Nel libro metti in luce non solo il fenomeno dei gdr per quello che ha rappresentato all’epoca ma lasci intravedere le potenzialità di questa sottocultura.
Nel romanzo, a proposito di giochi di ruolo parlo di avanguardia. La sua importanza va valutata soprattutto in base ai suoi prodotti di secondo grado. Il più evidente è l’industria del gaming: noi che siamo un po’ più grandi non riusciamo neanche a capire a pieno cos’è oggi nella realtà l’industria del videogioco.
Un’industria capace di vendere decine di milioni di copie dei principali titoli e ha un fatturato ormai superiore a quella di Hollywood. I campionati mondiali di un gioco come “League of legend” che incarna diversi elementi del gioco di ruolo (i passaggi di livello, gli oggetti magici, le varie classi) ha un montepremi pari a quello di Wimbledon. Questo è il livello più visibile.
In realtà la nostra società con l’avvento di internet ci ha portati in un contesto in cui noi sviluppiamo una parte rilevante delle nostre esistenze in un campo virtuale come quello dei social network. Un campo nel quale proiettiamo noi stessi attraverso degli alterego (i nostri profili) che sono definiti attraverso delle schede personaggio da compilare, esattamente analoghe a quelle dei personaggi del gioco di ruolo.

* VOCI FORNITE *
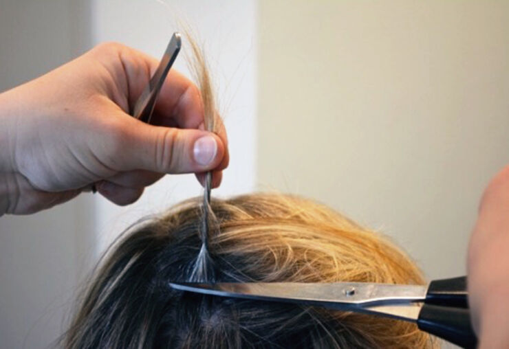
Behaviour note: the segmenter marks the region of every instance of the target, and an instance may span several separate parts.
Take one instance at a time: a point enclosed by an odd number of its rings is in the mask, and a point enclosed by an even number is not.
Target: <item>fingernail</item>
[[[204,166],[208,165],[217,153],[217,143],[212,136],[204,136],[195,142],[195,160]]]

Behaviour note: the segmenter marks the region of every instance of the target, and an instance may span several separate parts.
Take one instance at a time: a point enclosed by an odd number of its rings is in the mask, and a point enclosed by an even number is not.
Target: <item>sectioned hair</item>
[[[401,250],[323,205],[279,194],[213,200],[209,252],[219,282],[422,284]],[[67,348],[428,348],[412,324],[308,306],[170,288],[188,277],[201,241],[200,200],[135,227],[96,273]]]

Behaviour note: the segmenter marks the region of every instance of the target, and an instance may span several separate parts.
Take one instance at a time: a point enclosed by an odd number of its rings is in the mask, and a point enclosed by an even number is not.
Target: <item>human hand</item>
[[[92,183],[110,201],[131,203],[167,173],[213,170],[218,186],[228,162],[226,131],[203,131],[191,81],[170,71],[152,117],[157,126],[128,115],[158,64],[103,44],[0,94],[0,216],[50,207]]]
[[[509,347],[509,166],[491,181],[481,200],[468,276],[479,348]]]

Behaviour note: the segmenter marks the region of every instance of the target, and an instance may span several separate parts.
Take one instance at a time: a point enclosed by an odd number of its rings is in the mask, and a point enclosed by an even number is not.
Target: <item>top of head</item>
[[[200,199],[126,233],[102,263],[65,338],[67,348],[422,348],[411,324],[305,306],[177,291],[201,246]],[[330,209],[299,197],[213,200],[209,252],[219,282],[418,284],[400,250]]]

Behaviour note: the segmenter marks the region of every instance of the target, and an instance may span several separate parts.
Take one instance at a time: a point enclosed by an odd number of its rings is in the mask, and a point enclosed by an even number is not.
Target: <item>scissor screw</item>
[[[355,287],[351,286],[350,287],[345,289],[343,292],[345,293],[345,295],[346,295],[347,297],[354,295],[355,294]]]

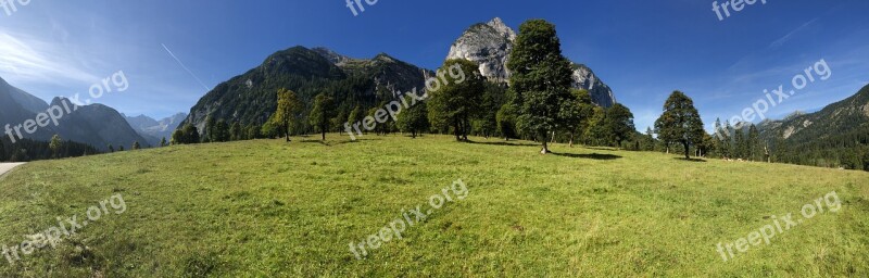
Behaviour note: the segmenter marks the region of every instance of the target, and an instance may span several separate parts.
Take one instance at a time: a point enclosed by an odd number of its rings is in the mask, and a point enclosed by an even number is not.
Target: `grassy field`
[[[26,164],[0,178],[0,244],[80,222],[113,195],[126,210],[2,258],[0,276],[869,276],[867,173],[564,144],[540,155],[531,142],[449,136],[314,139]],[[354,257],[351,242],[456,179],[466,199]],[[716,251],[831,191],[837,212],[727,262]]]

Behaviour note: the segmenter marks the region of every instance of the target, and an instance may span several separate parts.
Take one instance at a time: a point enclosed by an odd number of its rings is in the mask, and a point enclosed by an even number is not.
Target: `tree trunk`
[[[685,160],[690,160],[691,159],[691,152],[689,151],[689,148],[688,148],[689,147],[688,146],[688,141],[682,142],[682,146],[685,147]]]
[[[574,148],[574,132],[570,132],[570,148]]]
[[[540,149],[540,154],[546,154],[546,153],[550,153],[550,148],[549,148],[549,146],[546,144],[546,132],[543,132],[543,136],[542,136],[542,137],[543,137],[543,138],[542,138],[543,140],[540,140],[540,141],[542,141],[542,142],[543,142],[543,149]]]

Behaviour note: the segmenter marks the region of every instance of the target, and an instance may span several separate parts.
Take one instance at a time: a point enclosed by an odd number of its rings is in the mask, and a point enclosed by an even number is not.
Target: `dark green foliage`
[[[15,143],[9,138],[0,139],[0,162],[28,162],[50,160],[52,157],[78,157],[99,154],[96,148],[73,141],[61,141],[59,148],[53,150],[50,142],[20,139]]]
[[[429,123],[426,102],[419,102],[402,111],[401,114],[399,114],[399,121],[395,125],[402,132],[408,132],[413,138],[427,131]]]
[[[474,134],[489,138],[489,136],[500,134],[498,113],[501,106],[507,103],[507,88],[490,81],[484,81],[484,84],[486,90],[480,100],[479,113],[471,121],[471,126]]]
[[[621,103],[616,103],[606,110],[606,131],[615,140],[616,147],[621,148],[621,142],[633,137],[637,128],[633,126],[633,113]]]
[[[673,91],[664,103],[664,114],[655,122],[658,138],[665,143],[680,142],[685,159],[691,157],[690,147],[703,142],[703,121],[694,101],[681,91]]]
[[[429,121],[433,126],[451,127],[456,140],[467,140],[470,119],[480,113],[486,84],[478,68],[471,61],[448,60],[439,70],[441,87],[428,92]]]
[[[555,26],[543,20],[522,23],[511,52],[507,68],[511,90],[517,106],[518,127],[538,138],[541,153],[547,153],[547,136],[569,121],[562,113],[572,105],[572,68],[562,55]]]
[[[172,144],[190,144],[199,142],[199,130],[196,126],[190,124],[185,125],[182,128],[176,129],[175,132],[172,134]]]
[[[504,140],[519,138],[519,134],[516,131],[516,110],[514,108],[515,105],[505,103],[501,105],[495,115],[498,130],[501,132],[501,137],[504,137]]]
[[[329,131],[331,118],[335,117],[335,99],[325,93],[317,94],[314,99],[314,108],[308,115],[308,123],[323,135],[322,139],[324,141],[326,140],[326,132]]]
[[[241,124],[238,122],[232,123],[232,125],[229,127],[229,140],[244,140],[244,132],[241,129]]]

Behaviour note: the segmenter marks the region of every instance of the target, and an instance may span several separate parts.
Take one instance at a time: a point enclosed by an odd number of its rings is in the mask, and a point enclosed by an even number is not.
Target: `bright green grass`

* CONSEGNE DELL'ESERCIZIO *
**a.** Trascrivi dal brano sui giochi di ruolo la parte che va da "Un’industria capace di" fino a "gioco di ruolo." compreso.
**b.** Nel brano sui giochi di ruolo, a quale montepremi viene paragonato quello dei campionati mondiali di "League of legend"?

* RISULTATI ATTESI *
**a.**
Un’industria capace di vendere decine di milioni di copie dei principali titoli e ha un fatturato ormai superiore a quella di Hollywood. I campionati mondiali di un gioco come “League of legend” che incarna diversi elementi del gioco di ruolo (i passaggi di livello, gli oggetti magici, le varie classi) ha un montepremi pari a quello di Wimbledon. Questo è il livello più visibile.
In realtà la nostra società con l’avvento di internet ci ha portati in un contesto in cui noi sviluppiamo una parte rilevante delle nostre esistenze in un campo virtuale come quello dei social network. Un campo nel quale proiettiamo noi stessi attraverso degli alterego (i nostri profili) che sono definiti attraverso delle schede personaggio da compilare, esattamente analoghe a quelle dei personaggi del gioco di ruolo.

**b.** A quello di Wimbledon.